■ Action item
Gather every line from the entries below that includes "sign".

■ Material for this task
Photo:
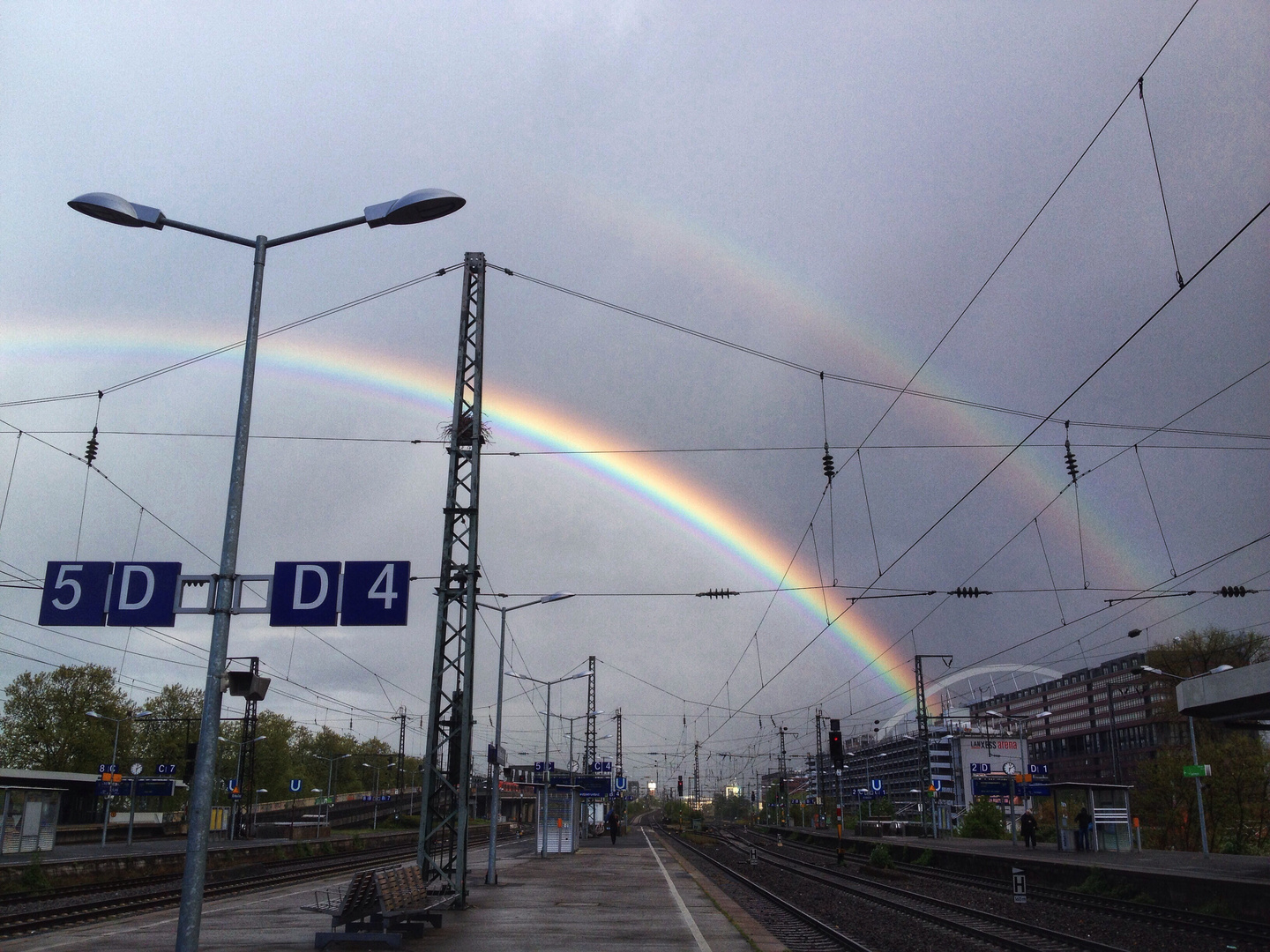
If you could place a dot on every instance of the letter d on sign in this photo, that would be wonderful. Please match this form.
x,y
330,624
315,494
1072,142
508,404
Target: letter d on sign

■ Solution to this problem
If you could place a dot on every instance of the letter d on sign in this photo, that would be wonderful. Please match this form.
Target: letter d on sign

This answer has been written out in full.